Text block –
Review: Sandy Balfour’s “Pretty Girl in Crimson Rose (8): A Memoir of Love, Exile and Crosswords”

sandy balfour pretty girl in crimson roseA memoir of travels and family interspersed with crossword clues, history and personalities (especially UK crosswordage for the die-hard fan). It’s quite charming as a memoir, Balfour’s style is dry and wryly entertaining, and for a while at least I put in a concerted effort to solve every clue as it appeared. The rarefication of the crosswording milieu started to get to me, however – although that may really mean that I was outsmarted more frequently and more resoundingly than I can stand – but I did enjoy the book and I’m looking forward to sharing it with my crosswording mentor. I did buy it thinking of her.

P.S. Oh, that’s right — whyfor no exploration of the fact that all the crossword setters, except a dead one, were blokes? Quite the patriarchal institution, the crossword page, classic Oxbridge Britishness controlling the grid.

Task statement – Copy the passage of the review starting at "P.S. Oh, that’s" and ending at "controlling the grid.", switching "blokes" to "men". Use only the review to complete this work.

Recorded information –
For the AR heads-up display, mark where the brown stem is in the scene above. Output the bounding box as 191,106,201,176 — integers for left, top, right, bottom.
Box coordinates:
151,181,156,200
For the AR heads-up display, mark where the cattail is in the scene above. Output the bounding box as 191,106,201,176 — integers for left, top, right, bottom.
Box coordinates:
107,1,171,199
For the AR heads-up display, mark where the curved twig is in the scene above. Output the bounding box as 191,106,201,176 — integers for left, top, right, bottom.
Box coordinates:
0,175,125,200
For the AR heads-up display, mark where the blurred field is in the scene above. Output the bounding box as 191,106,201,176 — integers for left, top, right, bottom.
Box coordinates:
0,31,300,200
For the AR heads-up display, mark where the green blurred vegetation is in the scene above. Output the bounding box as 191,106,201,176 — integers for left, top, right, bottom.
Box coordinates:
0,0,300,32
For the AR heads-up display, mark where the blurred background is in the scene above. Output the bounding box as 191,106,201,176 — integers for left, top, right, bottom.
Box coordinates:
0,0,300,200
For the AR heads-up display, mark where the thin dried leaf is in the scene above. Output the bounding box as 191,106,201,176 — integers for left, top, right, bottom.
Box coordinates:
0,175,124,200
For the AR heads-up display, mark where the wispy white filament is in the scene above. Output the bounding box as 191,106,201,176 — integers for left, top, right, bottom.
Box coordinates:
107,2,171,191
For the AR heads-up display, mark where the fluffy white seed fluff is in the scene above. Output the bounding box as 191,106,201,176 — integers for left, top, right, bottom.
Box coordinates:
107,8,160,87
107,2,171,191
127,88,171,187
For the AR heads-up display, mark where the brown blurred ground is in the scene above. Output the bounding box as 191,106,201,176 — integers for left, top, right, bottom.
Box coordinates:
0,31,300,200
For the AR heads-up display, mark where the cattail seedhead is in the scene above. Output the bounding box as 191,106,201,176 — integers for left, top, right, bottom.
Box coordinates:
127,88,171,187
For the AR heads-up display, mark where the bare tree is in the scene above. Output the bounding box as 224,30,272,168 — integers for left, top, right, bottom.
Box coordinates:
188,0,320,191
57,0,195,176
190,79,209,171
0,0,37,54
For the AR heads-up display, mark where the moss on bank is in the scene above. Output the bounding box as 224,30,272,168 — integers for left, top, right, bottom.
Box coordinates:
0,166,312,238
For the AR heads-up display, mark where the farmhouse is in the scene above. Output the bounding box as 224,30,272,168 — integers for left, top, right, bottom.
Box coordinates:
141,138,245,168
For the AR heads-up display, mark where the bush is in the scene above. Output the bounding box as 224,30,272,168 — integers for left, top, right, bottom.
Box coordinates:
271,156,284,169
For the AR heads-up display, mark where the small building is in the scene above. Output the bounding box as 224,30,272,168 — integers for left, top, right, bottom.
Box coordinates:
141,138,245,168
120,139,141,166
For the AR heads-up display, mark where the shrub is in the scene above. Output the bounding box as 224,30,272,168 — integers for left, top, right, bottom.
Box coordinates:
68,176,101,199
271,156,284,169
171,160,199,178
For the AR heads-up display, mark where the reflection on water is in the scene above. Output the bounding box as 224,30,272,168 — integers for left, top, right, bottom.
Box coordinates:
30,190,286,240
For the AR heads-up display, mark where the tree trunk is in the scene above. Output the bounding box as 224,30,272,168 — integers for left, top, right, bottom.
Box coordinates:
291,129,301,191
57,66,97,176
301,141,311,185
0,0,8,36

Full solution –
P.S. Oh, that’s right — whyfor no exploration of the fact that all the crossword setters, except a dead one, were men? Quite the patriarchal institution, the crossword page, classic Oxbridge Britishness controlling the grid.